[文書の抜粋]
━━━━━━━━━━━━━━━━━━━━

暗闇

karpos2005-04-20


エスは叫んで、こう言われた。「わたしを信じる者は、わたしを信じるのではなくて、わたしを遣わされた方を信じるのである。わたしを見る者は、わたしを遣わされた方を見るのである。わたしを信じる者が、だれも暗闇の中にとどまることのないように、わたしは光として世に来た。わたしの言葉を聞いて、それを守らない者がいても、わたしはその者を裁かない。わたしは、世を裁くためではなく、世を救うために来たからである。わたしを拒み、わたしの言葉を受け入れない者に対しては、裁くものがある。わたしの語った言葉が、終わりの日にその者を裁く。なぜなら、わたしは自分勝手に語ったのではなく、わたしをお遣わしになった父が、わたしの言うべきこと、語るべきことをお命じになったからである。父の命令は永遠の命であることを、わたしは知っている。だから、わたしが語ることは、父がわたしに命じられたままに語っているのである。」
ヨハネによる福音書12章44−50

暗闇にとどまることがないように、
エスは来た。
彼が去ったあと、我々は自分たちの時代を生きてきた。
今もこうして生きてる。
彼が去ったあと、共同体の「世話」がペトロに託された。
そして、新しい教皇は誕生する。
ベネディクト16世。ジョゼフ・ラッチンガー。

━━━━━━━━━━━━━━━━━━━━

[取り組む課題]
1. 暗闇についての文章で、新しい教皇として挙げられている名前は何か。
2. 暗闇についての文章を、最後の一文の後から書き継げ。

コレクションの行:

━━━━━━━━━━━━━━━━━━━━

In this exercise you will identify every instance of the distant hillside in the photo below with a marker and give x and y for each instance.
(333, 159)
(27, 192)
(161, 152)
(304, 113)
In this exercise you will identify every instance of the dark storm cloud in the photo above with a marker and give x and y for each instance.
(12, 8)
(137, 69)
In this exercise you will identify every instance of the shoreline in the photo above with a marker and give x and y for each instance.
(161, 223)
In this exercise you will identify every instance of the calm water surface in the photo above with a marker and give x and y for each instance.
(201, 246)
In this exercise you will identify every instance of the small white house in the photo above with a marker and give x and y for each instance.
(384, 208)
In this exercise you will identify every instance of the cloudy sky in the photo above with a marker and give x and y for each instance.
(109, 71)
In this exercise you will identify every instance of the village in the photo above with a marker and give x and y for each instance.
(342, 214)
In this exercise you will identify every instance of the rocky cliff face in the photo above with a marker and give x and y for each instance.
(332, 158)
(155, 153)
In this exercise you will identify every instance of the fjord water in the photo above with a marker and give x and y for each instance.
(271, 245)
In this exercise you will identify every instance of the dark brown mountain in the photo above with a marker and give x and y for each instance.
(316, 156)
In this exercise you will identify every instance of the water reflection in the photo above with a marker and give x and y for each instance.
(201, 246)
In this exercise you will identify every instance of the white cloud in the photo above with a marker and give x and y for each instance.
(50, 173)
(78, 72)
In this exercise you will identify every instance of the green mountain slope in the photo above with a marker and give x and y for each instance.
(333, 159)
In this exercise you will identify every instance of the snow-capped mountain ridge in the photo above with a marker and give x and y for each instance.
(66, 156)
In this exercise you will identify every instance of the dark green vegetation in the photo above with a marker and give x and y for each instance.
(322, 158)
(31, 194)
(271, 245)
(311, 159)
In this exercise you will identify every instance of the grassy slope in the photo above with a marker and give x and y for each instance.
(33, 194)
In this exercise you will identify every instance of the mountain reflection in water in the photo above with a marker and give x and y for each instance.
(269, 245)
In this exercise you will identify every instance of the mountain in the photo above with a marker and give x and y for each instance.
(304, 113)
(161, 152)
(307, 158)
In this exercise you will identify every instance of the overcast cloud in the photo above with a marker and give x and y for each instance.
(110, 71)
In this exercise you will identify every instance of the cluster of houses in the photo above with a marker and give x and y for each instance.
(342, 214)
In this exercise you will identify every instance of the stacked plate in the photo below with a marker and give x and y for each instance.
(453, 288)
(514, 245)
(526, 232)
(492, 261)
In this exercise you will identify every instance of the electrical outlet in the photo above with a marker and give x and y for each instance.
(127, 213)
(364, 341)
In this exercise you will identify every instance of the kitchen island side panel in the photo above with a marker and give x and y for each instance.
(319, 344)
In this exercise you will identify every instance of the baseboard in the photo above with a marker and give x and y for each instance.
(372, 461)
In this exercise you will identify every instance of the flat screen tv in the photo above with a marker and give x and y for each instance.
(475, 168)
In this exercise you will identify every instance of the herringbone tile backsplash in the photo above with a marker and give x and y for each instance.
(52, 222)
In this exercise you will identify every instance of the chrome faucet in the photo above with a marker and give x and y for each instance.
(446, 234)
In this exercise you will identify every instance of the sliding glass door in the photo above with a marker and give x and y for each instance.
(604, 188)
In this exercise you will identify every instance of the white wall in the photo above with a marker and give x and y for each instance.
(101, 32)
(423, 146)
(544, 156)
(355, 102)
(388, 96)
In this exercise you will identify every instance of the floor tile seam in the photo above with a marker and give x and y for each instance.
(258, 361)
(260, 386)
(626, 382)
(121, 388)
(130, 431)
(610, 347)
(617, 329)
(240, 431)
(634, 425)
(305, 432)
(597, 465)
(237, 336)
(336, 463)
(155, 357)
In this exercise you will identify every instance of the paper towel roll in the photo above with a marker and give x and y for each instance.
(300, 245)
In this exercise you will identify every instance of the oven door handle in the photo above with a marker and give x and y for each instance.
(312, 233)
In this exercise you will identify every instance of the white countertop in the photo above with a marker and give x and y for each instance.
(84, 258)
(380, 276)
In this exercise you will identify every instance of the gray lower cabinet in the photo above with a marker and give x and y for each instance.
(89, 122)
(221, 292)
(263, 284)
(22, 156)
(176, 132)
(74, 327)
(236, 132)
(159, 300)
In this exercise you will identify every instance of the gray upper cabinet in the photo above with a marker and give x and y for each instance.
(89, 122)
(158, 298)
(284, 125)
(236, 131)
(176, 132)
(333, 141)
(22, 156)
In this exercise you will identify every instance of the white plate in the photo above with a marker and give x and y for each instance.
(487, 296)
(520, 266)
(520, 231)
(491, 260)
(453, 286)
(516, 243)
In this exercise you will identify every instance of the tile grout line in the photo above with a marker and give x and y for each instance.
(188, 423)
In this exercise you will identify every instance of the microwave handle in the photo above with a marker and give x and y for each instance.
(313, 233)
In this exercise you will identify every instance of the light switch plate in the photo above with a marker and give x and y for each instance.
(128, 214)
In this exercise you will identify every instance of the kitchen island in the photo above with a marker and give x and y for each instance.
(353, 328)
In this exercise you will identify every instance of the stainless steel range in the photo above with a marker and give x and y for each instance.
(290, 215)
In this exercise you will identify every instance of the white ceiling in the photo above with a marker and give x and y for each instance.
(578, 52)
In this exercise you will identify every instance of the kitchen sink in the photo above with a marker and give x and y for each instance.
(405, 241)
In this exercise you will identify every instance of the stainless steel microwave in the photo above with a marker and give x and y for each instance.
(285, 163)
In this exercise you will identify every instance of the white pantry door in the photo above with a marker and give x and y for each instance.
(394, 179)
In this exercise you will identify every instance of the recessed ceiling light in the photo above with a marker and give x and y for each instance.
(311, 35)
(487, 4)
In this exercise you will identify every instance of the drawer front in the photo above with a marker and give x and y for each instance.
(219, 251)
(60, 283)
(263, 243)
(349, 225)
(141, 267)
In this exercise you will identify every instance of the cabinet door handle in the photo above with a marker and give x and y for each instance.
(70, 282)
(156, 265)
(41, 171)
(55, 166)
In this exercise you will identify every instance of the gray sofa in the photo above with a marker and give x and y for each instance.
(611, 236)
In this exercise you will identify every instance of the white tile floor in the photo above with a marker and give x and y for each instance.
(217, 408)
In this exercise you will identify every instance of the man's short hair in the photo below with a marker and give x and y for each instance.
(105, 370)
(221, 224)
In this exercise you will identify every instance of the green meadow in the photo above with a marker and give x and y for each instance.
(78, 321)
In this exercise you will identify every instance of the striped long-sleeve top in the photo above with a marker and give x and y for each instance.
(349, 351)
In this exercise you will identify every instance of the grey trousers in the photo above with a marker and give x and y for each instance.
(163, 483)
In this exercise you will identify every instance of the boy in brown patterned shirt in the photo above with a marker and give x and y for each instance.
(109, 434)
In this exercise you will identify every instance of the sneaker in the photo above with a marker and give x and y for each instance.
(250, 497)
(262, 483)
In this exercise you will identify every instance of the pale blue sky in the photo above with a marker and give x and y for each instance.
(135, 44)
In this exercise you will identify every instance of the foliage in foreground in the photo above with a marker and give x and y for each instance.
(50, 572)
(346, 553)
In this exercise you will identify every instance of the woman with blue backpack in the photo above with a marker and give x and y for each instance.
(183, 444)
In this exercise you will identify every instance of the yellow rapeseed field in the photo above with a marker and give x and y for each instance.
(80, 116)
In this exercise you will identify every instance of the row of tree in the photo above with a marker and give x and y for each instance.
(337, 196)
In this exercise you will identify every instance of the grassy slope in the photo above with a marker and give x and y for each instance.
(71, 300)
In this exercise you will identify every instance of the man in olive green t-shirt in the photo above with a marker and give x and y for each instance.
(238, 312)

━━━━━━━━━━━━━━━━━━━━

[課題の解答]
1. ベネディクト16世、ジョゼフ・ラッチンガー。

2.
共同体の「生」はこのように継承される。

Homelie du cardinal Joseph Ratzinger,
Le lundi 18 avril 2005 
コンクラーヴェ開始のラッチンガー枢機卿によるミサ説教より引用。
http://www.vatican.va/gpII/documents/index_fr.htm

教会における奉仕職、カリスマは、復活し、天に昇られた主からの賜ものです。信仰が成熟するということと神の子に関する理解は、そういうわけで、キリストのからだに一致する条件と内容のようなものとなります。また、キリストのからだの成長に共同体として参与することは、すなわち、主とともにあるコミュニオンのなかで、世界の変容にも参与することになります。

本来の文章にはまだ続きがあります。